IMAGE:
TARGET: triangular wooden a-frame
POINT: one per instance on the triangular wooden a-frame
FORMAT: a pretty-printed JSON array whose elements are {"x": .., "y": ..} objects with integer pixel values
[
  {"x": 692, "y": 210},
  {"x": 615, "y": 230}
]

========================================================================

* _To do_: Rewrite the lines above as a numbered list, skipping any blank lines.

* _Result of the task_:
1. IMAGE:
2. TARGET: triangular wooden a-frame
3. POINT: one per instance on the triangular wooden a-frame
4. FORMAT: a pretty-printed JSON array whose elements are {"x": .., "y": ..} objects with integer pixel values
5. [
6.   {"x": 692, "y": 210},
7.   {"x": 615, "y": 230}
8. ]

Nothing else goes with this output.